» TANTANGAN:
a) Menurut kutipan tentang kekerasan pada wanita, di mana pemutaran film dan diskusinya diadakan?
b) Apakah pernyataan berikut sesuai dengan kutipan tentang kekerasan pada wanita? (i) Acara itu berlangsung pada hari Rabu. (ii) Caroline Monteiro adalah sutradara film "Masih Ada Asa". (iii) Kurangnya pengetahuan dan diskusi disebut sebagai penyebab utama masalah itu. Jawab ya atau tidak untuk masing-masing dan kutip kata-kata penentunya.
c) Salin ulang bagian kutipan tentang kekerasan pada wanita mulai dari "Aktivis HAM: Korban" sampai "Globe ) di Indonesia.".

Aktivis HAM: Korban Pelecehan Seksual Malah Dilecehkan Lagi
MALANG-KAV.10 Permasalahan seperti kekerasan pada wanita di Indonesia masih terbilang kurang diperhatikan. Banyaknya korban kekerasan maupun pelecehan seksual di Indonesia yang merasa malu, justru dikucilkan oleh masyarakat. Kurangnya pengetahuan dan diskusi mengenai kekerasan pada wanita menjadi penyebab utamanya.
Bertempat di Omah Munir Kota Batu, Rabu ( 13/2 ) telah diadakan pemutaran film dan diskusi mengenai kekerasan dan pelecehan seksual pada wanita. Acara ini dihadiri oleh sejumlah mahasiswa, pelajar, ibu – ibu PKK maupun warga sekitar. Hadir juga Caroline Monteiro, produser film dokumenter “Masih Ada Asa” sekaligus penggagas PWAG ( Peace Woman Across the Globe ) di Indonesia.

» ENTRI DATASET:
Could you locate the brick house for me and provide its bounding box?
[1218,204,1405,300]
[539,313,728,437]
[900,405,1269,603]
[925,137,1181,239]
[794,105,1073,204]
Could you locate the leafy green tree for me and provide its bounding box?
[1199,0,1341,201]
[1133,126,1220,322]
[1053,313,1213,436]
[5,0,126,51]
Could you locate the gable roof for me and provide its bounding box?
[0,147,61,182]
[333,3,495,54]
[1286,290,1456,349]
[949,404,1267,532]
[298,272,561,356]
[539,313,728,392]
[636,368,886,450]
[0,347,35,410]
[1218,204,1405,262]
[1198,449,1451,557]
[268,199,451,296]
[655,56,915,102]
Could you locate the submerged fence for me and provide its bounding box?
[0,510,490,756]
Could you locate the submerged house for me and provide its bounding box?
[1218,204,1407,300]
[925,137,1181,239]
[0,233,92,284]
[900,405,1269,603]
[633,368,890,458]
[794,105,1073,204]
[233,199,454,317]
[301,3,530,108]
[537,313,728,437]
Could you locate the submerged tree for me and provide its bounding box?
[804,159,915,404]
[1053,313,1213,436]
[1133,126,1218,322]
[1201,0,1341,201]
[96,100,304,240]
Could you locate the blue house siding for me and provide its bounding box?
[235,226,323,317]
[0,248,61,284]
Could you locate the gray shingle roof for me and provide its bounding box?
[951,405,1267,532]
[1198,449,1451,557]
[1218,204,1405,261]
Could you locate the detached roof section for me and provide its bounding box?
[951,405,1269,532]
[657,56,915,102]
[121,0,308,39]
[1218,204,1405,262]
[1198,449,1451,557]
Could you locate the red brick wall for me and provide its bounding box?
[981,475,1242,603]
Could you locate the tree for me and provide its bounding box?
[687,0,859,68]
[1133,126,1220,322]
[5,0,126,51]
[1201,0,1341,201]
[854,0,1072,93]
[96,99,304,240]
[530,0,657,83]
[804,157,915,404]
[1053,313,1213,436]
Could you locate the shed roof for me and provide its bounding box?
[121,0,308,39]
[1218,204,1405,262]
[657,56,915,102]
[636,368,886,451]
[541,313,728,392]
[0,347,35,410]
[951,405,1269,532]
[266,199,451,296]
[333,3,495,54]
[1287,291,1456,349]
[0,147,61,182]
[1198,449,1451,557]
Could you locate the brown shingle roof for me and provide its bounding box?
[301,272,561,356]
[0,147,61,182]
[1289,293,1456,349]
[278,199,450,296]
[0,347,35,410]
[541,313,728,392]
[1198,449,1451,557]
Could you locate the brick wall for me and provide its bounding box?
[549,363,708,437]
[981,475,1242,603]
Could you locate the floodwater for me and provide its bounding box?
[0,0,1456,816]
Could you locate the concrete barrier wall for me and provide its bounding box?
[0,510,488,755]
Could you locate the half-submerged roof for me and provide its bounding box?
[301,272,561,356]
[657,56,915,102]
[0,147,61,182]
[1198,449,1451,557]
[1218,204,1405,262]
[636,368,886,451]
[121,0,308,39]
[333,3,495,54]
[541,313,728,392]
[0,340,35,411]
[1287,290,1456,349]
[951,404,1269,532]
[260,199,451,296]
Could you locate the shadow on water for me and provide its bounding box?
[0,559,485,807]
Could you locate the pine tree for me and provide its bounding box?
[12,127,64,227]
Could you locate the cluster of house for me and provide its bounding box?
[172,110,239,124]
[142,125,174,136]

» PEMBAHASAN JAWABAN:
a) Di Omah Munir Kota Batu.

b)
(i) Ya: "Rabu ( 13/2 )".
(ii) Tidak: "produser film dokumenter".
(iii) Ya: "Kurangnya pengetahuan dan diskusi mengenai kekerasan pada wanita menjadi penyebab utamanya."

c)
Aktivis HAM: Korban Pelecehan Seksual Malah Dilecehkan Lagi
MALANG-KAV.10 Permasalahan seperti kekerasan pada wanita di Indonesia masih terbilang kurang diperhatikan. Banyaknya korban kekerasan maupun pelecehan seksual di Indonesia yang merasa malu, justru dikucilkan oleh masyarakat. Kurangnya pengetahuan dan diskusi mengenai kekerasan pada wanita menjadi penyebab utamanya.
Bertempat di Omah Munir Kota Batu, Rabu ( 13/2 ) telah diadakan pemutaran film dan diskusi mengenai kekerasan dan pelecehan seksual pada wanita. Acara ini dihadiri oleh sejumlah mahasiswa, pelajar, ibu – ibu PKK maupun warga sekitar. Hadir juga Caroline Monteiro, produser film dokumenter “Masih Ada Asa” sekaligus penggagas PWAG ( Peace Woman Across the Globe ) di Indonesia.